DATA FOR PROCESSING:

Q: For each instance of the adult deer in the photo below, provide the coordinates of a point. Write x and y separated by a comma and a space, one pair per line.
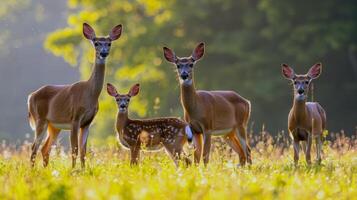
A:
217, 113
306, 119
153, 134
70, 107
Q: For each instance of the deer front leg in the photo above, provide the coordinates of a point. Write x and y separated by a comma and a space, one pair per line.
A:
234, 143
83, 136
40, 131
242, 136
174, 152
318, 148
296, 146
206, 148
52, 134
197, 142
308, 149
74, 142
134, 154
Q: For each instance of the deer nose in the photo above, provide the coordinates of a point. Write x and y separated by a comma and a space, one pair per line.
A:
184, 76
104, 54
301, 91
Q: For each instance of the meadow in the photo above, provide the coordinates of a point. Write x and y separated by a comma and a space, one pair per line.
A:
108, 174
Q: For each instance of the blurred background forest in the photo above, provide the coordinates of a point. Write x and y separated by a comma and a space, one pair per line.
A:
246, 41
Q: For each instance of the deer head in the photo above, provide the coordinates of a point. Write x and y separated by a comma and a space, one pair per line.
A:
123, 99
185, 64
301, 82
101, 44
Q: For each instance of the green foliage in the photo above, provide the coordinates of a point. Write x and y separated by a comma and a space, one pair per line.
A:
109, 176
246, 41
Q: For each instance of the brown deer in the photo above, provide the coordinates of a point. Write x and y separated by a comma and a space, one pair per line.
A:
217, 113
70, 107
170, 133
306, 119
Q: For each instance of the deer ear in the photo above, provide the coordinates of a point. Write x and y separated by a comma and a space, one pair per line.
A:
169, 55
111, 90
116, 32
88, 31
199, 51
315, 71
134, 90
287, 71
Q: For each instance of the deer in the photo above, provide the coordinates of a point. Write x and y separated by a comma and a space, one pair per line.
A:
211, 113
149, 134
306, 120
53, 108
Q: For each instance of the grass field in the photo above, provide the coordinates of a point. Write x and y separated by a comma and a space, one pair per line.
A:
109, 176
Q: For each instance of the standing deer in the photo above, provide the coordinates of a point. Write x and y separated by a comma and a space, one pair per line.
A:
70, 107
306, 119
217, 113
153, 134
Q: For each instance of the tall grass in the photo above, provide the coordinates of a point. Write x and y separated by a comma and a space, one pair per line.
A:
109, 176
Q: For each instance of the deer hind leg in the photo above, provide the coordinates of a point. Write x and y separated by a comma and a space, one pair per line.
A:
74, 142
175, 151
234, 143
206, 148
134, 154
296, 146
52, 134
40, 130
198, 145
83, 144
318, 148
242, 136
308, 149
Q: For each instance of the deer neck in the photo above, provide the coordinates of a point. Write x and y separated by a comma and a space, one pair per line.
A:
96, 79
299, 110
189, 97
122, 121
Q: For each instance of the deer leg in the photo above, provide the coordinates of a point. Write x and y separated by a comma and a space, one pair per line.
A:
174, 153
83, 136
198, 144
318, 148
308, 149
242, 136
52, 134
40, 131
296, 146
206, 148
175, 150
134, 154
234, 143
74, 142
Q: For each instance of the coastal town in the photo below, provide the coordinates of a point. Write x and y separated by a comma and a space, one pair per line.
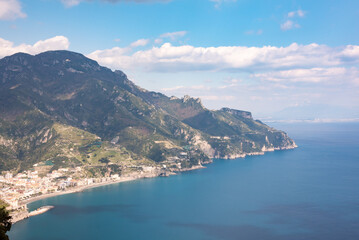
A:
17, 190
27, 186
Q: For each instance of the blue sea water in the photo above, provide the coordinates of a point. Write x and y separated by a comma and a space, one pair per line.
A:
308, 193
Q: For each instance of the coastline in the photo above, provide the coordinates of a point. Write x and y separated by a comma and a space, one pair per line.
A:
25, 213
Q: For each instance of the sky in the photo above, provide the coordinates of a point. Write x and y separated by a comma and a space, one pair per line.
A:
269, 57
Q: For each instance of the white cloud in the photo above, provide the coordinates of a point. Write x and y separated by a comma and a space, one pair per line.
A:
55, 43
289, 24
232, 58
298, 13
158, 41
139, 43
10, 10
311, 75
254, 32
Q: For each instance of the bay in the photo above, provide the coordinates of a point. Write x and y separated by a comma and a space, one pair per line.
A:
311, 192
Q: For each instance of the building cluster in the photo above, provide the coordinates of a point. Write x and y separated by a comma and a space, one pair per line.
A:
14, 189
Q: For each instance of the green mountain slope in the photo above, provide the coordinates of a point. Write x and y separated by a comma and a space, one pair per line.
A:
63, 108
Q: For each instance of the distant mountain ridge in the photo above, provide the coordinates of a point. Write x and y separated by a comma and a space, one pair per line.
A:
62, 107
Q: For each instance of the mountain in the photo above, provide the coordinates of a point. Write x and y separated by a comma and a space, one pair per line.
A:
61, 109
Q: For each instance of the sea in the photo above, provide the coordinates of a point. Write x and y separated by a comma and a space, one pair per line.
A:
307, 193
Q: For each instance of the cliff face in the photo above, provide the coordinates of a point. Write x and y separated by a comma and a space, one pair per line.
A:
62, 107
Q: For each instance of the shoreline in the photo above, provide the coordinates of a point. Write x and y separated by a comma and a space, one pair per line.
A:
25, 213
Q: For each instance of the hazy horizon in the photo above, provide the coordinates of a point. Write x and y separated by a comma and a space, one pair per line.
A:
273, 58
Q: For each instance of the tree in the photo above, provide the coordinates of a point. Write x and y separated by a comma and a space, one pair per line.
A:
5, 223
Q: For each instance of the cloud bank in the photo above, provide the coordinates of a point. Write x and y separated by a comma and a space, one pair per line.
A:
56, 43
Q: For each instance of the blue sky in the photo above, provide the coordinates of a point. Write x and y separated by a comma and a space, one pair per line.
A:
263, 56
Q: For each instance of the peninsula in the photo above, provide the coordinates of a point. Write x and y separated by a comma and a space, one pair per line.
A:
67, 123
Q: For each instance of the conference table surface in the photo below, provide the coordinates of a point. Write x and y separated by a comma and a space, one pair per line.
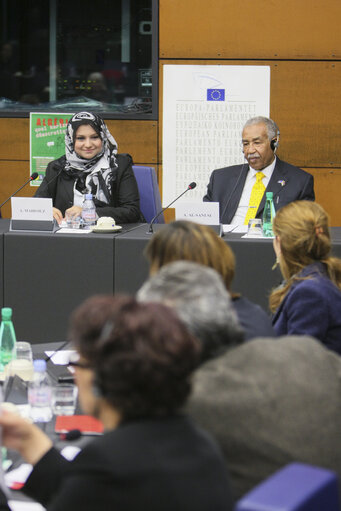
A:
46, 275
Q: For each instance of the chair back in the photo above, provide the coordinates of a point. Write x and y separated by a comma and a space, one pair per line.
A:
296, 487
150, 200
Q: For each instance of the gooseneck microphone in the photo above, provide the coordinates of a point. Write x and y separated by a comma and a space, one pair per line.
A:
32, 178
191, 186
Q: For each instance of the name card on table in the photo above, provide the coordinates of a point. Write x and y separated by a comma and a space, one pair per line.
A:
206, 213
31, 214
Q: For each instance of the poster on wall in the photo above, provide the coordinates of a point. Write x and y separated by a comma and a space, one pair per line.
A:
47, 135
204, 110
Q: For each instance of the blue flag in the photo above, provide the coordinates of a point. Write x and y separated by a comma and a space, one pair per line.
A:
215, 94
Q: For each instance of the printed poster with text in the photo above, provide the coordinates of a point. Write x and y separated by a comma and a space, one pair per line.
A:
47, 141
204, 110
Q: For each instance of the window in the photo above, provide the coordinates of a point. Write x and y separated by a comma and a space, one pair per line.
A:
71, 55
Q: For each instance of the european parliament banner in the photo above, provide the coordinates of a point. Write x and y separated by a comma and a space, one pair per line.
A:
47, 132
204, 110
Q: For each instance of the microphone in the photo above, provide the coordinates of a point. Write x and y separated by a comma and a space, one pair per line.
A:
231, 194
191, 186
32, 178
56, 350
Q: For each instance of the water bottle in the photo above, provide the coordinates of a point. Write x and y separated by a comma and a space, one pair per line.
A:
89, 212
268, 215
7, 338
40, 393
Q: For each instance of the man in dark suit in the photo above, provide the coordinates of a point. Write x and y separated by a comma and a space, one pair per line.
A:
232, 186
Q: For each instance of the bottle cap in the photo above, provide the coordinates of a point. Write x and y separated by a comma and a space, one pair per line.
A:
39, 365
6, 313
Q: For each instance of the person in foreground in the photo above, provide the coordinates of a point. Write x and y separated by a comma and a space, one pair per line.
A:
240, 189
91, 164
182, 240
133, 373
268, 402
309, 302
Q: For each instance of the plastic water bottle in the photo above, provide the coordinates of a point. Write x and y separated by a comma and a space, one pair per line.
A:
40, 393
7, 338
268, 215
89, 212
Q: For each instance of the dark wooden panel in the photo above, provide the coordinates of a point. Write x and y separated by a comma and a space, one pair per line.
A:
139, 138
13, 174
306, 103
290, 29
---
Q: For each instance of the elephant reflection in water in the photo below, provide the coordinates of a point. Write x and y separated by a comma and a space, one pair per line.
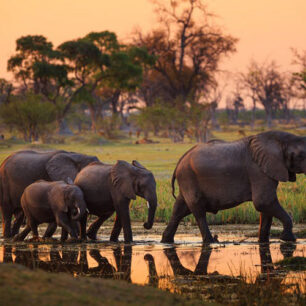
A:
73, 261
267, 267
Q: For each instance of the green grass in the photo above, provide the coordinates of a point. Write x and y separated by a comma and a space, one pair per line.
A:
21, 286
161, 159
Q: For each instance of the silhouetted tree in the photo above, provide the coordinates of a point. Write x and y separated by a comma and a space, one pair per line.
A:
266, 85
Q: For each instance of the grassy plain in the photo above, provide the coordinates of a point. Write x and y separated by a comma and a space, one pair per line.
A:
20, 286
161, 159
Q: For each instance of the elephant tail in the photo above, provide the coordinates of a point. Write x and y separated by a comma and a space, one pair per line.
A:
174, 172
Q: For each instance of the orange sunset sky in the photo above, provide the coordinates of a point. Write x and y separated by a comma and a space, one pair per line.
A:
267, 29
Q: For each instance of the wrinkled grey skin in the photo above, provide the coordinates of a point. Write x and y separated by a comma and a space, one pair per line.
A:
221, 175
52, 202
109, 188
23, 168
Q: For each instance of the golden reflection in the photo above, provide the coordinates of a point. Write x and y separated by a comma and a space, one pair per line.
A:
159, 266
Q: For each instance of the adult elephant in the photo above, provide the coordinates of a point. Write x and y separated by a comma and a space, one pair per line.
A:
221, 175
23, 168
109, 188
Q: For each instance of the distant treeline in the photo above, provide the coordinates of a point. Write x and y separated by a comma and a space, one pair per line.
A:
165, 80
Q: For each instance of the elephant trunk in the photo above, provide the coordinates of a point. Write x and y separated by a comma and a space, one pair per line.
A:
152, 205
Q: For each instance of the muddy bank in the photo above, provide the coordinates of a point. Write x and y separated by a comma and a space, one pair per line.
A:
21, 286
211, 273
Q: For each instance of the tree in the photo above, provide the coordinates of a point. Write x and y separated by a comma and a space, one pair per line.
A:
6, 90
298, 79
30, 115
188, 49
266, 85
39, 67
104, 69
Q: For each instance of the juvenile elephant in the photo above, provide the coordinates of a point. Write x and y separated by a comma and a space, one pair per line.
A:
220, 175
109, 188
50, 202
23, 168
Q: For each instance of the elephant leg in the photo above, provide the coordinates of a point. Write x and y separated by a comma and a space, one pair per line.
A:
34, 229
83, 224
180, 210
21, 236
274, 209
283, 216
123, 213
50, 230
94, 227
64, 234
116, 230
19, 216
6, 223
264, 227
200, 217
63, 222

CHALLENGE: Locate every line in the records above that contains the string "water", treating uppercase and lowercase letters as different, and copy each such line.

RESPONSE FOR THIS EXERCISE:
Q: For each instance of the blue sea water in the photo above, provide the coordinates of a point. Write x and y separated by a comma and a space, one pair per line.
Q: For each instance of the water bottle in the photo above, provide the coordinates of a point. Write x and y separated by a comma and a space, one pair per line.
Q: For each instance of the plastic water bottle in the photo above, provide the coordinates of a point. Write x and y separated by a comma and a space, one pair per line.
Q: For each instance of the elephant reflection in water in the photo below, provide the coordinates of a point. Write x and y separated by a comma and a space, one pair per line.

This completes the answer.